Passage.
# I think my wife is having an emotional affair



## GregPeters (Apr 8, 2012)

Hi
I have a strong feeling my wife is having an emotional affair with her business partner. There are many issues that if I make 1+1 comes 2 but I don't know if this is my head or if this is true.

For sure my wife is clever to hide it but emotions are impossible to hide.

Recently we where together in a mall and she told me she is going to find a book in a book store, she went and after 5mins I also went to the book store to find a book for myself. I saw my wife and I wanted to make her a joke from her back I went behind her without she realised as soon I was approaching she took the phone a dialled this guy (I saw the screen of my wife phone) and started to speak with him. It was a really bad feeling for me its like she had a affair went away sitting in the cafe.

Then she came back to the cafe. She told me she stayed long because her sister called her. I secretly checked her call logs and the log did not showed the call log of this guy, so it is obvious she deleted it. She had a log of a call to her sister but it was Outgoing and 0 secs long..

I challenged her and told her she called this guy, when she went to find a book. She admitted it and started to tell me I am crazy bla, bla, bla

I told her I found it on her phone log (which is not true). She told me it was a business call and if she had something to hide she will delete the log. In fact that is what she did she deleted the log.

Why the heck she did so?

The next day she started to tell me I don't love her, I love her for her looks, I need to stop being jealous about this guy, She also look very sad.

I feel really hurt, really betrayed and I just cannot cope with this thing anymore.


----------



## DanF (Sep 27, 2010)

I don't think one phone call constitutes an EA. You need more than that.


----------



## F-102 (Sep 15, 2010)

She's telling you that you're crazy and jealous, in other words, you don't trust her and you are controlling.

Classic cheater red flags.


----------



## 381917 (Dec 15, 2011)

Why would she lie to you about that?? The one phone call means nothing in and of itself, but the lie she told about it does.


----------



## keko (Mar 21, 2012)

Post this in the Coping with Infidelity forum, there are plenty of us that will help you.


----------



## growtogether (Feb 27, 2012)

If you saw the guy phone number on her telephone when she was answering and she is lying.......RED FLAG!
She's hiding something, and she defend herself by making you feel bad about yourself...
hum, hum hum.....


----------



## seekinghelpnow (Apr 8, 2012)

F-102 said:


> She's telling you that you're crazy and jealous, in other words, you don't trust her and you are controlling.
> 
> Classic cheater red flags.


Are these really cheater red flags??? Just curious I was reading this post because I sort of thought my husband was doing the same thing, but couldn't prove anything....

To be done.
[1] Answer these questions from the forum thread:
(a) According to the wife, who called her while she was away at the bookstore?
(b) What did the call log show about the call to her sister?
(c) In which forum does keko suggest posting?
[2] List the usernames of everyone who posts in the forum thread.

[Stored records]

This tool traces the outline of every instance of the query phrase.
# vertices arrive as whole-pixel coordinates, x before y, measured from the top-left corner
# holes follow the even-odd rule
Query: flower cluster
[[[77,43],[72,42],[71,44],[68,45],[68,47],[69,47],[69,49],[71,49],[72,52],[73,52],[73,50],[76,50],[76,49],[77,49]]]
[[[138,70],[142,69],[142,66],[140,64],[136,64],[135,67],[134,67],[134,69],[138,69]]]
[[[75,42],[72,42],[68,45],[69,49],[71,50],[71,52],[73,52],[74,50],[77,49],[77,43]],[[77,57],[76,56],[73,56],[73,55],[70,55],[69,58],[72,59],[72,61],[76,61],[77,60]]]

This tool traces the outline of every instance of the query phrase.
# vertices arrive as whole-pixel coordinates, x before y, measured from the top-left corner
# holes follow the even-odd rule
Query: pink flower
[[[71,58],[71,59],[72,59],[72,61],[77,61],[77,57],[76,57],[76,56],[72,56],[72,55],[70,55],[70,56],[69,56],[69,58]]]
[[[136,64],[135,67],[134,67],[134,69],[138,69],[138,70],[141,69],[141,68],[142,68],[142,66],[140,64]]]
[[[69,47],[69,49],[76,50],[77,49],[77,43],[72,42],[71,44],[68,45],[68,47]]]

Exercise responses.
[1]
(a) Her sister.
(b) It was outgoing and 0 seconds long.
(c) The Coping with Infidelity forum.

[2] GregPeters, DanF, F-102, 381917, keko, growtogether, seekinghelpnow